_OBJECTIVE_:
Take the material below and write it all out again exactly.

_ENTRIES SHOWN_:
--

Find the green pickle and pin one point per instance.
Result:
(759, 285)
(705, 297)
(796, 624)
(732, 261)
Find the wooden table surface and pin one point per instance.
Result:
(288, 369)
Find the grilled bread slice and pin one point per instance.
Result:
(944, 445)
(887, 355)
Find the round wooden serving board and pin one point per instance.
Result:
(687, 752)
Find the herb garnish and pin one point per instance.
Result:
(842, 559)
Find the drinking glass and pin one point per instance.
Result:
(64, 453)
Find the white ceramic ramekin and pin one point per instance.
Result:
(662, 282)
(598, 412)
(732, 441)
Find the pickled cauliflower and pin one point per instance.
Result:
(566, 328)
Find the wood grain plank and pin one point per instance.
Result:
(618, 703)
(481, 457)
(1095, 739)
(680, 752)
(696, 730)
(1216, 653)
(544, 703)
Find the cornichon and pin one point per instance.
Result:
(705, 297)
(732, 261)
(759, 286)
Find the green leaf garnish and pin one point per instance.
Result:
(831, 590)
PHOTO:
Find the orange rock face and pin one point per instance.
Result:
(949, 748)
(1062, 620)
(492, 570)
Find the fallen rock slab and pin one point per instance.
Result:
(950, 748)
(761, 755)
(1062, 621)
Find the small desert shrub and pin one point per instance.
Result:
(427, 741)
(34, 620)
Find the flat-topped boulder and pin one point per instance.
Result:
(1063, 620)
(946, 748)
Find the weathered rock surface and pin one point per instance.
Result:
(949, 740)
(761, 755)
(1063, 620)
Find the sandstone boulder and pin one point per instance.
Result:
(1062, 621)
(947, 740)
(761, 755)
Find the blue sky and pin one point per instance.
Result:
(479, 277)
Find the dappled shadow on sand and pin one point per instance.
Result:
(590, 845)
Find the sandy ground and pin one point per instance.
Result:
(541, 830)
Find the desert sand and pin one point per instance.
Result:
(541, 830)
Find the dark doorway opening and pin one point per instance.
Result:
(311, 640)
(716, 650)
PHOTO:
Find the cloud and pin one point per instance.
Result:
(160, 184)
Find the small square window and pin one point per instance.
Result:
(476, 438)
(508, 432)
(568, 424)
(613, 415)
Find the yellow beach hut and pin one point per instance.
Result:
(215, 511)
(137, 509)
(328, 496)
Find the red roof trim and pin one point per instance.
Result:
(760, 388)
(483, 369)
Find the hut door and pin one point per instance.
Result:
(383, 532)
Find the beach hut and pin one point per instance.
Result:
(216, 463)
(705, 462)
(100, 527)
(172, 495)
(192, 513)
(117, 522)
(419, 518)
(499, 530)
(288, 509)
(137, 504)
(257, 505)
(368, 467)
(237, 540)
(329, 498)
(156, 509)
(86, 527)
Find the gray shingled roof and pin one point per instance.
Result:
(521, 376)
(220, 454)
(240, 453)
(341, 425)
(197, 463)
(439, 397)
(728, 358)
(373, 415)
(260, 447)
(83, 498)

--

_TASK ANSWER_:
Find the green pickle and pin one point per instance.
Result:
(759, 285)
(705, 297)
(796, 624)
(732, 261)
Find the wooden table surface and pin one point per instance.
Result:
(288, 369)
Find the grilled bread slice and pin one point per instance.
Result:
(944, 445)
(887, 355)
Find the round wooden serving board and pin one point per instance.
Result:
(687, 752)
Find the herb garnish and pin one point per instance.
Result:
(842, 559)
Find the drinking glass and pin one point per instance.
Result:
(64, 453)
Find the white ceramic ramekin and pin one point per instance.
Result:
(662, 282)
(598, 412)
(732, 441)
Find the pickled cauliflower and pin one point per instance.
Result:
(566, 328)
Find the wood grain plank and pin one point per instance.
Result:
(618, 703)
(481, 457)
(1095, 739)
(680, 752)
(696, 730)
(1216, 653)
(544, 703)
Find the cornichon and pin one point per instance.
Result:
(705, 297)
(732, 261)
(759, 286)
Find the green leaf garnish and pin one point per instance.
Result:
(831, 590)
PHOTO:
Find the orange rock face and pin one point per instance.
Result:
(949, 748)
(1062, 620)
(492, 570)
Find the fallen rock slab and pin one point per instance.
Result:
(950, 748)
(761, 755)
(1062, 621)
Find the small desert shrub and pin one point per instance.
Result:
(427, 741)
(34, 620)
Find the flat-topped boulder and pin one point per instance.
Result:
(1063, 620)
(946, 748)
Find the weathered rock surface and pin one point per instance.
Result:
(949, 740)
(761, 755)
(1063, 620)
Find the sandstone boulder and pin one point per instance.
Result:
(1062, 621)
(947, 740)
(761, 755)
Find the blue sky and pin one point per instance.
Result:
(479, 277)
Find the dappled shadow on sand and pin one point per instance.
Result:
(590, 845)
Find the sandy ground and pin one point per instance.
Result:
(541, 830)
Find the desert sand and pin one point per instance.
Result:
(541, 830)
Find the dark doorway opening and pin one point per instance.
Result:
(311, 640)
(716, 650)
PHOTO:
Find the cloud and pin one point per instance.
Result:
(160, 184)
Find the small square window and pin one point per instance.
Result:
(476, 438)
(508, 432)
(568, 424)
(613, 415)
Find the yellow beach hut and pin one point per instance.
Result:
(215, 511)
(137, 509)
(328, 496)
Find the red roof trim and pin one point per instance.
Result:
(760, 388)
(483, 369)
Find the hut door and pin one point per instance.
Result:
(383, 532)
Find the beach hut and pin one point per instance.
Result:
(216, 463)
(705, 462)
(100, 527)
(172, 495)
(192, 513)
(117, 522)
(419, 518)
(499, 530)
(288, 509)
(137, 504)
(257, 505)
(368, 467)
(237, 540)
(329, 498)
(156, 509)
(86, 527)
Find the gray shingled roof and pin one point per instance.
Result:
(521, 376)
(220, 454)
(240, 453)
(341, 425)
(197, 463)
(439, 397)
(728, 358)
(373, 415)
(260, 447)
(83, 498)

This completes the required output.